## Start Source excerpt

The AWS Machine Learning Specialty (MLS-C01) retired March 31, 2026. What replaced it — MLA-C01, AIF-C01, AIP-C01 — and which fits your background.

June 26, 20265 min readBy J Payne
AWS Machine Learning Specialty MLS-C01 retirement and replacement certifications

The AWS Certified Machine Learning – Specialty (MLS-C01) exam has retired. Its last exam date was March 31, 2026, so you can no longer register for it. If you earned it, your credential stays valid for 3 years from the date you passed — but anyone planning to take it now needs a different target.

The good news: AWS replaced one specialty exam with a better-structured AI/ML track. The catch is there's no single direct successor — which cert you should take depends on what you actually do. This guide breaks down the replacements and who each one is for.

## End Source excerpt
## Start Data

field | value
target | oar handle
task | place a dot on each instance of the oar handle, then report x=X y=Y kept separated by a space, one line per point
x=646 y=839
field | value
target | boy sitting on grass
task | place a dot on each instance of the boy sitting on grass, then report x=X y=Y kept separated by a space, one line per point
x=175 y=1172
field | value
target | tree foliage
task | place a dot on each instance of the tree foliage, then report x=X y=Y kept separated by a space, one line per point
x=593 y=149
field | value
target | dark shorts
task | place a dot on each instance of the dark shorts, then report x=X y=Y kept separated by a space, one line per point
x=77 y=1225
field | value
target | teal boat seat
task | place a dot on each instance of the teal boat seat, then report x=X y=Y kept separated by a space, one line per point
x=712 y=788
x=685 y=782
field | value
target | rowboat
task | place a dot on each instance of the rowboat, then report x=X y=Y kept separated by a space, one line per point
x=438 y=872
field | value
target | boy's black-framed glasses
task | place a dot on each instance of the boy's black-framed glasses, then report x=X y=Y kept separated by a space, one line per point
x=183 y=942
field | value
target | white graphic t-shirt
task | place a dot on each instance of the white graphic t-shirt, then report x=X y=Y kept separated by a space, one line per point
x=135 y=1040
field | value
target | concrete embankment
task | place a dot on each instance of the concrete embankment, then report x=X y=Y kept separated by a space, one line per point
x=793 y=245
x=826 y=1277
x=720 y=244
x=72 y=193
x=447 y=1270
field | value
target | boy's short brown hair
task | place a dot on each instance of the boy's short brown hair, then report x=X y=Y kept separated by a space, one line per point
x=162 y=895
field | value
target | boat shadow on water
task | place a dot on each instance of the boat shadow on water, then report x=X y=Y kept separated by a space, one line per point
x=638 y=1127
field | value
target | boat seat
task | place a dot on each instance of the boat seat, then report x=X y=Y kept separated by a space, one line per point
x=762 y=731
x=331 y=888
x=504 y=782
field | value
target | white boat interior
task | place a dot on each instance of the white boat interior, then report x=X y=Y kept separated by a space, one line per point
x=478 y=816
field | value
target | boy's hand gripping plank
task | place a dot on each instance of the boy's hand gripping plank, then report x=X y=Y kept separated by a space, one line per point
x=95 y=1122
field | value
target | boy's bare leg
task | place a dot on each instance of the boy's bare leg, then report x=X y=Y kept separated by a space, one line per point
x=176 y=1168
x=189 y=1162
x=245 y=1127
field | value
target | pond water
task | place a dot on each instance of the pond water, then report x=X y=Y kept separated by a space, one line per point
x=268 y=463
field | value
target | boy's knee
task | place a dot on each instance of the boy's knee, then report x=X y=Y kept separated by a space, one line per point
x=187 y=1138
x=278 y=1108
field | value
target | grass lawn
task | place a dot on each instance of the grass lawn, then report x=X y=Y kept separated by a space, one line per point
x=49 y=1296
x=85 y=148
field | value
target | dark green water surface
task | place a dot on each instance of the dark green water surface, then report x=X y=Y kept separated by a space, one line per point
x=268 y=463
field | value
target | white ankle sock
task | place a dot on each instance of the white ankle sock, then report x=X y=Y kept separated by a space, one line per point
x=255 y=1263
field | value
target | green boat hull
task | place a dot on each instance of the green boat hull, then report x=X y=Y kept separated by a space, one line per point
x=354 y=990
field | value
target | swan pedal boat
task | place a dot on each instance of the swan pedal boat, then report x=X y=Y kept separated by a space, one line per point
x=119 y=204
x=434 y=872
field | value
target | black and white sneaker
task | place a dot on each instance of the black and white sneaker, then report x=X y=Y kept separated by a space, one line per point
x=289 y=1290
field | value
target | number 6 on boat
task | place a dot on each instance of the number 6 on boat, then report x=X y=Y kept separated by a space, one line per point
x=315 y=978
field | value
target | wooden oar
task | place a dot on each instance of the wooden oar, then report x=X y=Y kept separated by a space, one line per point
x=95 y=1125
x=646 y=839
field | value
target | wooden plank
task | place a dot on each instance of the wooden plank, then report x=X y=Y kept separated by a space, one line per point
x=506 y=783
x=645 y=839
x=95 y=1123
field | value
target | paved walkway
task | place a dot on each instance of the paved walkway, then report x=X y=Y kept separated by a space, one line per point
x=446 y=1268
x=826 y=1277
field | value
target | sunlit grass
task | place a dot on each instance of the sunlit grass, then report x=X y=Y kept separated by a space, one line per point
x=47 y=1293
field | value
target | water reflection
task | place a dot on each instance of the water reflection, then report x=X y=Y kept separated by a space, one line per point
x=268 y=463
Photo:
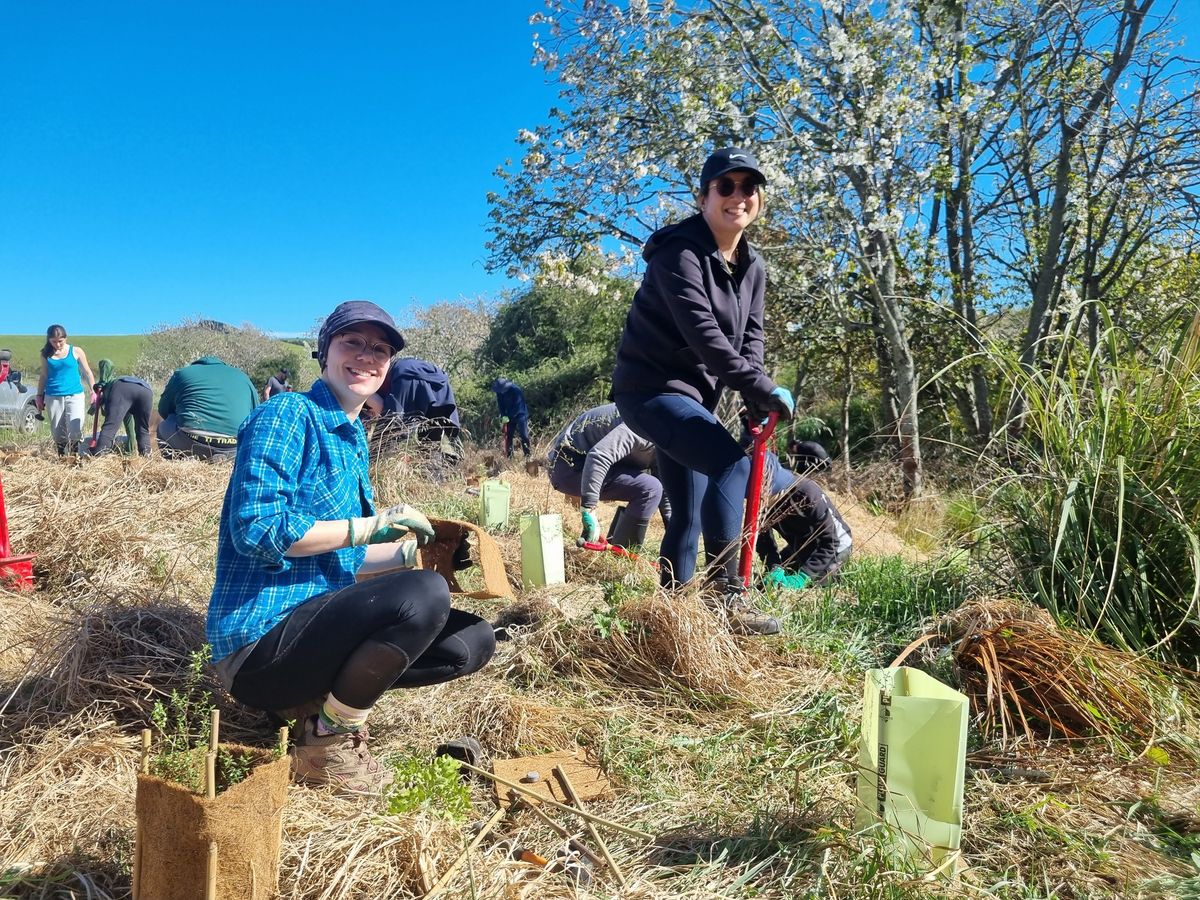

## End Data

Given task 1: Reproduce the part of the MLS-C01 retirement post that opens with the words containing "June 26, 20265" and closes with "one is for.", substituting "article" for "guide".
Given task 2: According to the MLS-C01 retirement post, why can no one register for the MLS-C01 exam anymore?
Given task 3: Please extend the MLS-C01 retirement post, picking up after its final sentence.
The material above comes from a separate source.

Exercise response 1:
June 26, 20265 min readBy J Payne
AWS Machine Learning Specialty MLS-C01 retirement and replacement certifications

The AWS Certified Machine Learning – Specialty (MLS-C01) exam has retired. Its last exam date was March 31, 2026, so you can no longer register for it. If you earned it, your credential stays valid for 3 years from the date you passed — but anyone planning to take it now needs a different target.

The good news: AWS replaced one specialty exam with a better-structured AI/ML track. The catch is there's no single direct successor — which cert you should take depends on what you actually do. This article breaks down the replacements and who each one is for.

Exercise response 2: The exam has retired. Its last exam date was March 31, 2026.

Exercise response 3:
Why MLS-C01 Retired

AWS frames the change as part of evolving its AI/ML certification portfolio. The practical reason most of the industry points to: MLS-C01 was built for an era of training custom models from scratch. It emphasized algorithm selection, model training, and tuning — deep ML theory.

That's no longer how most teams work. Increasingly, organizations operationalize ML in production (MLOps) and build with managed foundation models like those in Amazon Bedrock, rather than training models from zero. MLS-C01's blueprint had no Bedrock or generative-AI content, so AWS retired it in favor of certs that match how AI/ML is built today.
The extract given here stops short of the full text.